_EXERCISE_
Render every line of the listing below as a JSON array of strings, one string per line, omitting blank lines and leaving the pictures out.

_MATERIAL SUPPLIED_
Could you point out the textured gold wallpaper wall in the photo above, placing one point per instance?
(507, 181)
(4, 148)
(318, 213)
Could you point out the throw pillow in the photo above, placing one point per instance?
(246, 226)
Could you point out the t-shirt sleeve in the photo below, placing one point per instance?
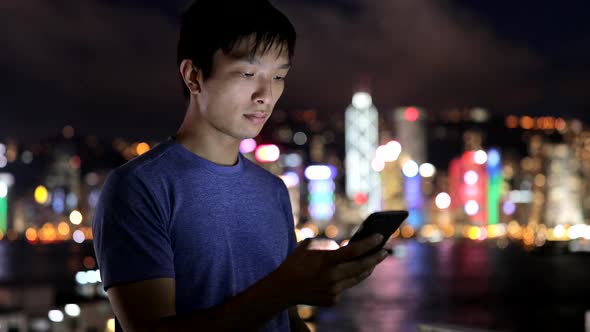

_WRITTEN RESPONSE_
[
  "Could you point out the textured gold wallpaper wall in the photo above, placing one point per instance?",
  "(507, 181)",
  "(4, 148)",
  "(318, 213)",
  "Could you point out the throw pillow in the photo above, placing one point per instance?",
  "(246, 226)",
  "Could you point out the t-shirt sleeve in the photo below, placing one point per instance?"
]